Do this
Render this sentence from the abstract on overreported voter turnout in Spanish: "Information on voter turnout is crucial when studying electoral behavior in liberal democracies."

Source
:::

Web Survey Bibliography

Title Reducing Overreporting Voter Turnout in Seven European Countries–Results from a Survey Experiment
Year 2012
Access date 30.06.2012
Abstract

Information on voter turnout is crucial when studying electoral behavior in liberal democracies. Most of these analyses are based on turnout questions stemming from survey research. The problem of using survey data is that they might not reflect the actual behavior of the respondents: respondents overreport on turnout, meaning that they report turnout but did actually not vote. Taken this further, analyses based on this data might produce biased results and conclusions. There have been several attempts to reduce overreporting by introducing new ways of question wordings and a more extended list of answering options. These forms have been tested successfully mostly in the US, but also in the Austrian context recently. However, social desirability bias and memory errors – two possible reasons for vote overreporting – are known to be sensitive to the survey mode and the time that has passed since the last election. But also national context variables such as the general level of turnout in the last election are of relevance. Thus, in this paper we study how the different ways of question wordings work in different contextual settings and which impact this has on comparative survey research. To do so, we conduct a survey experiment (web survey) including the usual turnout question and two new question forms in 7 European countries in November 2011. Our analyses (1) allow us to define, if and how far former results on reducing overreporting in the voter turnout question can be generalized to different settings, and (2) draw our attention, if and how models explaining reported turnout might be biased, if overreporting is not reduced.

:::

Provided material

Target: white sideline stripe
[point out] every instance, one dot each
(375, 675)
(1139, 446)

:::

Solution for this task
La información sobre la participación electoral es fundamental para estudiar el comportamiento electoral en las democracias liberales.